Anwalt für Strafrecht: Strafbefehl

Ein Strafbefehl muss dem Beschuldigten mit einer Übersetzung zugestellt werden, wenn der Beschuldigte der deutschen Sprache nicht mächtig ist. Andernfalls liegt keine wirksame Zustellung vor, die Einspruchsfrist beginnt nicht zu laufen.

Das Landgericht (LG) Gießen hat in seinem Beschluss vom 29.04.2015 - 7 Qs 48/15 entschieden, dass bei der Zustellung eines Strafbefehls auch eine Übersetzung zugestellt werden muss, wenn der Angeklagte der deutschen Sprache nicht hinreichend mächtig ist. Denn gemäß § 37 Abs. 3 StPO ist dem Prozessbeteiligten das Urteil zusammen mit der Übersetzung zuzustellen, wenn ihm nach § 187 Abs. 1 und 2 GVG ein Dolmetscher zusteht. Die Regelung gilt aber entgegen ihrem Wortlaut nicht nur für Urteile, sondern ist entsprechend auf den Strafbefehl anzuwenden. Wer also der deutschen Sprache nicht mächtig ist, dem muss bei der Zustellung des Strafbefehls eine Übersetzung zugestellt werden. Ist dies nicht geschehen, so ist der Strafbefehl nicht wirksam zugestellt worden. Die Rechtsmittelfrist beginnt in diesem Fall nicht zu laufen.

Anwalt für Strafrecht: Freiheitsberaubung

Ist die persönliche Fortbewegung trotz erschwerender Umstände weiterhin grundsätzlich möglich, liegt nicht zwangsläufig eine Freiheitsberaubung gem. § 239 StGB vor.

In seinem Urteil vom 22.01.2015 hat sich der BGH (3 StR 410/14) zu den Voraussetzungen einer Freiheitsberaubung gem. § 239 StGB geäußert. Angeklagt war ein Mann, der seine minderjährige Tochter unter einem Vorwand nach Syrien mitnahm und beabsichtigte, dass diese dort ihr weiteres Leben unter den gegebenen Lebensbedingungen verbrachte. Obwohl die Tochter immer wieder den Wunsch äußerte, nach Deutschland zurückzukehren, verweigerte der Vater ihr dies. Auch verbot er ihr, das Haus in Syrien ohne Begleitung älterer Verwandter zu verlassen.
________
Aufgabe: Liste jede Gesetzesvorschrift auf, die der bereitgestellte Text mit Paragrafenzeichen zitiert. Gib dabei Absatz und Gesetz an und nenne jede Vorschrift nur einmal.

Datensatzeinträge:
________
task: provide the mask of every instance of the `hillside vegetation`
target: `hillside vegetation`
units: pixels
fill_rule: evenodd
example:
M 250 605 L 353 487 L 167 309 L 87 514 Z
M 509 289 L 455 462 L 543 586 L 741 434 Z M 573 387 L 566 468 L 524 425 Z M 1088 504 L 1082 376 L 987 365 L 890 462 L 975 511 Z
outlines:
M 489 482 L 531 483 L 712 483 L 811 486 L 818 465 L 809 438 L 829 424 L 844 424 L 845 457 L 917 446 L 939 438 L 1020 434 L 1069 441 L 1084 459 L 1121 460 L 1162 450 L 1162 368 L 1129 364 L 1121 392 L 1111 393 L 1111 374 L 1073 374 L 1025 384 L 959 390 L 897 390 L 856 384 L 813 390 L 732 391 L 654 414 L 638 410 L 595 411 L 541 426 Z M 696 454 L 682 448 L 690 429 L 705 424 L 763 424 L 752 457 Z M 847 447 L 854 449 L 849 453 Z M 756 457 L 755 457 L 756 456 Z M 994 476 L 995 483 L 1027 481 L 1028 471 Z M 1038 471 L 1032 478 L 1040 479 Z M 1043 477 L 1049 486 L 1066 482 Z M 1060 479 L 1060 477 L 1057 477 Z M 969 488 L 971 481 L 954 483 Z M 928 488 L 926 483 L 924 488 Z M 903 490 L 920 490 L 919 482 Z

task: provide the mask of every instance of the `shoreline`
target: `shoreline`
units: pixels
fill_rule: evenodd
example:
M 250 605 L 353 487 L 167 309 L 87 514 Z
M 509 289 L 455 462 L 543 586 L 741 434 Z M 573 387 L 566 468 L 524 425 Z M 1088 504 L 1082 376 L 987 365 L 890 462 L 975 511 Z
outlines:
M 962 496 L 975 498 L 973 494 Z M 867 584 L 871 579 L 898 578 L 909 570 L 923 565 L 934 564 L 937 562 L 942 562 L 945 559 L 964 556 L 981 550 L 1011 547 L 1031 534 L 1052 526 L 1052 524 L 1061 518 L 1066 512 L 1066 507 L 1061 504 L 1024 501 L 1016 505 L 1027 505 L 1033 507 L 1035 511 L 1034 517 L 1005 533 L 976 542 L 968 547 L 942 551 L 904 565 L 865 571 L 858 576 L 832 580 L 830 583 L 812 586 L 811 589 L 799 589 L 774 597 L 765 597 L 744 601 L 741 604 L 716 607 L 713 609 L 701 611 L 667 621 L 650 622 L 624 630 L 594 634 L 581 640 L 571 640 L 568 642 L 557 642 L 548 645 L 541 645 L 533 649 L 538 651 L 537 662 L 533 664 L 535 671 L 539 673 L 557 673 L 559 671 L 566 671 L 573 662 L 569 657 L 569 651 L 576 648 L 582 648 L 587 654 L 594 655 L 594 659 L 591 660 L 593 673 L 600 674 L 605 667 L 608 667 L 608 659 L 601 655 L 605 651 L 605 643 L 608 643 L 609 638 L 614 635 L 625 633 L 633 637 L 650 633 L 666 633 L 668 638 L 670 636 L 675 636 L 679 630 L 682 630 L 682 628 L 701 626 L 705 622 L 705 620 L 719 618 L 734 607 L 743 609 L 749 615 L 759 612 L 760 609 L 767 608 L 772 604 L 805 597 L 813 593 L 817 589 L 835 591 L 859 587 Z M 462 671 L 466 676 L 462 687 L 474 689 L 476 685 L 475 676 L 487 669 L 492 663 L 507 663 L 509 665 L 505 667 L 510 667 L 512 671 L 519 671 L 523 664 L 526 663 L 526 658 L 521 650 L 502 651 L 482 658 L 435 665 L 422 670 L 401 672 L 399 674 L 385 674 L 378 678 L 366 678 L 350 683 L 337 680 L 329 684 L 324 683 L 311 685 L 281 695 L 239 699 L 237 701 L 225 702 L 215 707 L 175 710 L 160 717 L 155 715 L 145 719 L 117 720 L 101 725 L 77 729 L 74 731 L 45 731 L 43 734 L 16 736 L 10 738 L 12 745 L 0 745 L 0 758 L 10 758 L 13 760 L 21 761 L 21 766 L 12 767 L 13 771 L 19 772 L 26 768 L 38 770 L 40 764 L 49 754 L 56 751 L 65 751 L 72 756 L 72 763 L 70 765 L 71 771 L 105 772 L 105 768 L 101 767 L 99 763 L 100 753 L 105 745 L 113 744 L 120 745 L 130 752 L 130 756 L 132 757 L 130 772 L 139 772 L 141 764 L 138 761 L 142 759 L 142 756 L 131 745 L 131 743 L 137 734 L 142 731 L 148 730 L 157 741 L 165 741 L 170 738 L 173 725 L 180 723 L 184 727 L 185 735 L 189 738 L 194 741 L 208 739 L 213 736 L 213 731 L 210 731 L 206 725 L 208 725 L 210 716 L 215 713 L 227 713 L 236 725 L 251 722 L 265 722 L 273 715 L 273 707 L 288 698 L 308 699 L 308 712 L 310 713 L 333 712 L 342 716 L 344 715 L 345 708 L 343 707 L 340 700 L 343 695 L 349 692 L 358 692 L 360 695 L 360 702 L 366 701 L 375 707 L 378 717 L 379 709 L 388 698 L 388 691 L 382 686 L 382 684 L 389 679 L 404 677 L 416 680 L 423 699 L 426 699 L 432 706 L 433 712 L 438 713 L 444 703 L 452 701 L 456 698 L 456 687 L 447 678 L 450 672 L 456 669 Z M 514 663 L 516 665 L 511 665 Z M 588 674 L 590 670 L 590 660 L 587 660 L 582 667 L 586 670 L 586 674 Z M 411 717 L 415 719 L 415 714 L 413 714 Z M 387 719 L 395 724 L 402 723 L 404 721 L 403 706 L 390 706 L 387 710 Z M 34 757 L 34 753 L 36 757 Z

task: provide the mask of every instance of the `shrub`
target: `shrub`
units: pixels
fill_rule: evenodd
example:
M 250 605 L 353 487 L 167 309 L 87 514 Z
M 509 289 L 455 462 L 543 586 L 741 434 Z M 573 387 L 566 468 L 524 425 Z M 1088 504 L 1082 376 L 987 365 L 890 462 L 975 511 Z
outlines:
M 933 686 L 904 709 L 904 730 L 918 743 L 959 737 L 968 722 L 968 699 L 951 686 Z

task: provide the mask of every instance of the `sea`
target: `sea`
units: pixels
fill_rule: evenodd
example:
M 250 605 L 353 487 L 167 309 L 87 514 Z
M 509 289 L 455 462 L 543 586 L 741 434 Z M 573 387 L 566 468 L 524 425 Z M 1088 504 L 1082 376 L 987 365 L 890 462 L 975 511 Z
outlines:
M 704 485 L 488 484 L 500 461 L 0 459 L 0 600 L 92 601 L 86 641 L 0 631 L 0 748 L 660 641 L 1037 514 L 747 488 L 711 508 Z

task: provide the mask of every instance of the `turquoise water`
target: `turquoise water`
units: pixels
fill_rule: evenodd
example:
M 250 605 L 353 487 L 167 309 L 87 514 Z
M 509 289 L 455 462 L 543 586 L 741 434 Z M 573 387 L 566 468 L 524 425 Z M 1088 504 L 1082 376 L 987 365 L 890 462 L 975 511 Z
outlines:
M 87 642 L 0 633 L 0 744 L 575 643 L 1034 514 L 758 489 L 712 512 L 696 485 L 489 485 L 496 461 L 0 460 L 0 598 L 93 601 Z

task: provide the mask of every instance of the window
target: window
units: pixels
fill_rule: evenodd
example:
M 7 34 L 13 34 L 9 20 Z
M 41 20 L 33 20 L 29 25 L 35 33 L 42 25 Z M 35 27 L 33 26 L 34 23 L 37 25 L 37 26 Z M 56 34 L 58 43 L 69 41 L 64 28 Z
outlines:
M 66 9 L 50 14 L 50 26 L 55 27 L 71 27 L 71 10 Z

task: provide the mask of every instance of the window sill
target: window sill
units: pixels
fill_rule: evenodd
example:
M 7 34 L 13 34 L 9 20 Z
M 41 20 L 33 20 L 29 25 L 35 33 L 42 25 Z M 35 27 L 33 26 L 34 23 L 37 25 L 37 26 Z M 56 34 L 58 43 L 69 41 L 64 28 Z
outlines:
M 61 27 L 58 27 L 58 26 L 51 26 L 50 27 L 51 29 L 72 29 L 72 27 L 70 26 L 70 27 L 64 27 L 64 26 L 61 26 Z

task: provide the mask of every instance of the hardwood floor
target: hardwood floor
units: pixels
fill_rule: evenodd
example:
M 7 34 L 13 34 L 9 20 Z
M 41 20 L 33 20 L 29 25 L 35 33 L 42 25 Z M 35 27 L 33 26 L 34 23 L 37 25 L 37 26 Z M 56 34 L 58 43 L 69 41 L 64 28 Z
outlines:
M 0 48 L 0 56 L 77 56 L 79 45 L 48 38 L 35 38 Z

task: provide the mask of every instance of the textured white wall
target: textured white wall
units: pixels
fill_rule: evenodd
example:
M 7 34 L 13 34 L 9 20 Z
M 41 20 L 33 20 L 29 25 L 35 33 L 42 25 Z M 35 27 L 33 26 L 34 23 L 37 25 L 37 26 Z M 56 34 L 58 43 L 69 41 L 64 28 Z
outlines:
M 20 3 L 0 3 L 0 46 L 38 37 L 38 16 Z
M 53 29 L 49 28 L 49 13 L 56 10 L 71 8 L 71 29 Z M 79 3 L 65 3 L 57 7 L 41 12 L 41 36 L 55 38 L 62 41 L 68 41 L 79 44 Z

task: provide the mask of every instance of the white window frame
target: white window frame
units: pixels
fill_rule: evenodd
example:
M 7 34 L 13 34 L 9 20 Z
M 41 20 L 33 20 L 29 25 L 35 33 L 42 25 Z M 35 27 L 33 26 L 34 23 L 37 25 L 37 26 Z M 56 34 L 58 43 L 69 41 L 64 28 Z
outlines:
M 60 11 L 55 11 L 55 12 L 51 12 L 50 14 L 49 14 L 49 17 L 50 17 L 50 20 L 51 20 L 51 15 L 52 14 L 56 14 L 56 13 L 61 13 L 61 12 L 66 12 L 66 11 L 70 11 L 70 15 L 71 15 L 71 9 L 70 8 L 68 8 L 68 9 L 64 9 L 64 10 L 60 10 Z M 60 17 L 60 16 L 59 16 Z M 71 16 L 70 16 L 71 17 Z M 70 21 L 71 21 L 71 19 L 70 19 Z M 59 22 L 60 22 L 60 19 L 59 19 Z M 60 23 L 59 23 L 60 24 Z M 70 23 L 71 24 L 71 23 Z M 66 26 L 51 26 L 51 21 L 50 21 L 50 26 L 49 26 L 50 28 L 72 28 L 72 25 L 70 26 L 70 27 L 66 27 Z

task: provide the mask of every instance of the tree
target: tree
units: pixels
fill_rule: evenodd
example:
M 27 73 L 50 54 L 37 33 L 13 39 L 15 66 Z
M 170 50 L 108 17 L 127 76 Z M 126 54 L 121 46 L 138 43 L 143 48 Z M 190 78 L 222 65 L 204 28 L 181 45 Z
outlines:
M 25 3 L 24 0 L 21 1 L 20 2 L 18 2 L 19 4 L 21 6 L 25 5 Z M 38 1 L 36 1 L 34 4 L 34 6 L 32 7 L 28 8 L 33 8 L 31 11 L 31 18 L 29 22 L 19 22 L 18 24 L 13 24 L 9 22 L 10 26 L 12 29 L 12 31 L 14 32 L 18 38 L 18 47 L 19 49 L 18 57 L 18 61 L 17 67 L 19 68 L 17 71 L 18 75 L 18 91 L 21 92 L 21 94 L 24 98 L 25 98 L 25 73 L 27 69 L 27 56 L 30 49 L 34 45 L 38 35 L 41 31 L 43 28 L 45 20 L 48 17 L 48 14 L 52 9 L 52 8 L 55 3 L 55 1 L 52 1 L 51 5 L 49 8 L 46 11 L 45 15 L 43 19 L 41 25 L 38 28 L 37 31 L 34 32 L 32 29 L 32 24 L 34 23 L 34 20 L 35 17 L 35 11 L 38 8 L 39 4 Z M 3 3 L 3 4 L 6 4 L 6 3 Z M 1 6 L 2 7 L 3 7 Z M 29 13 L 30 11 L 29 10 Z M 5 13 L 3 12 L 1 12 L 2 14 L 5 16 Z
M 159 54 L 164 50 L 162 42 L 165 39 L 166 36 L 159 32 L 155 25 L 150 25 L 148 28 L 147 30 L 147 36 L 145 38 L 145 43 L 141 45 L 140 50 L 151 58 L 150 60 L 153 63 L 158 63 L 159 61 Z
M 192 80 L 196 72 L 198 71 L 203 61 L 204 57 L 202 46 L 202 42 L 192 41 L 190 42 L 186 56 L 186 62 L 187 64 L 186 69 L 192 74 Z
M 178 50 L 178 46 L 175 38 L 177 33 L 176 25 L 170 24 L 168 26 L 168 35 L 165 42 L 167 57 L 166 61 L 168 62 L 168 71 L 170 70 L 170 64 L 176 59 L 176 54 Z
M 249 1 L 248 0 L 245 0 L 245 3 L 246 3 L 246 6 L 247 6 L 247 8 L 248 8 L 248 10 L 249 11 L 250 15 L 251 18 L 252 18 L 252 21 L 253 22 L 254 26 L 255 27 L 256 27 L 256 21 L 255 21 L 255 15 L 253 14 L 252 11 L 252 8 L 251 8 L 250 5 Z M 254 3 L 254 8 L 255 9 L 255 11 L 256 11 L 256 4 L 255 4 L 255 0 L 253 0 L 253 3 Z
________
Gelöste Aufgabe:
- § 37 Abs. 3 StPO
- § 187 Abs. 1 und 2 GVG
- § 239 StGB